### Extract provided
________________________

LeetCode 95: Unique Binary Search Trees II Solution in Python Explained
Generating unique binary search trees (BSTs) might feel like crafting a collection of masterpieces, and LeetCode 95: Unique Binary Search Trees II is a medium-level challenge that brings this to life! Given an integer n, you need to return all possible unique BSTs with nodes numbered 1 to n. In this blog, we’ll solve it with Python, exploring two solutions—Recursive Construction (our primary, best approach) and Dynamic Programming with Cloning (a robust alternative). With step-by-step examples, detailed code breakdowns, and tips, you’ll master this problem. Let’s build those trees!

________________________

### Supplied information
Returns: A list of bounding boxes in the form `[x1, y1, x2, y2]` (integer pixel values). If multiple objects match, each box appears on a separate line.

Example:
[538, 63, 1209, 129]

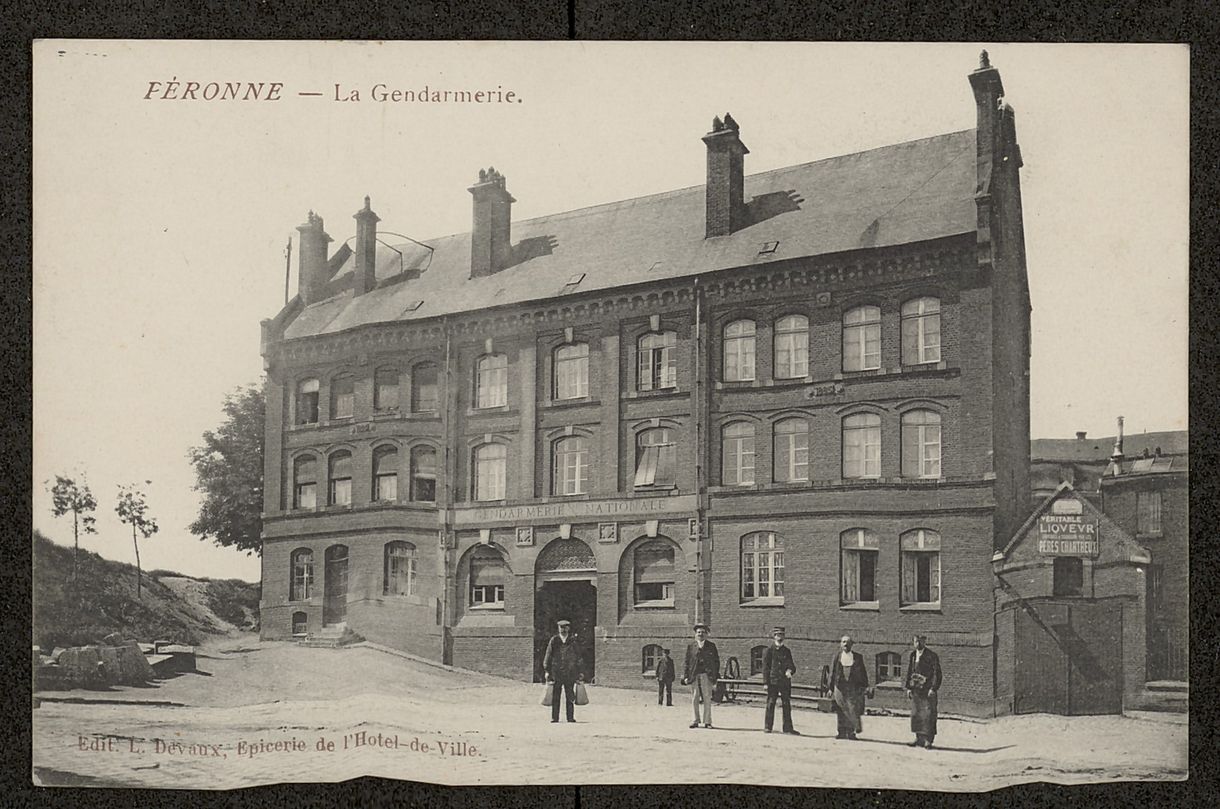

________________________

### What to do
a: Translate this sentence from the LeetCode 95 post into Spanish: "Given an integer n, you need to return all possible unique BSTs with nodes numbered 1 to n."
b: Set down everything in the LeetCode 95 post from "LeetCode 95: Unique Binary Search Trees II Solution" down to "build those trees!".
c: Shorten the paragraph of the LeetCode 95 post that begins "Generating unique binary search trees" into a list that keeps its main facts.
The listing comes from a different source than the text above it.

### The replies
a: Dado un número entero n, debes devolver todos los BST únicos posibles con nodos numerados del 1 al n.

b:
LeetCode 95: Unique Binary Search Trees II Solution in Python Explained
Generating unique binary search trees (BSTs) might feel like crafting a collection of masterpieces, and LeetCode 95: Unique Binary Search Trees II is a medium-level challenge that brings this to life! Given an integer n, you need to return all possible unique BSTs with nodes numbered 1 to n. In this blog, we’ll solve it with Python, exploring two solutions—Recursive Construction (our primary, best approach) and Dynamic Programming with Cloning (a robust alternative). With step-by-step examples, detailed code breakdowns, and tips, you’ll master this problem. Let’s build those trees!

c:
- LeetCode 95: Unique Binary Search Trees II is a medium-level challenge.
- Given an integer n, the task is to return all possible unique BSTs with nodes numbered 1 to n.
- The blog solves it in Python in two ways:
  - Recursive Construction, the primary and best approach
  - Dynamic Programming with Cloning, a robust alternative
- It includes step-by-step examples, detailed code breakdowns, and tips.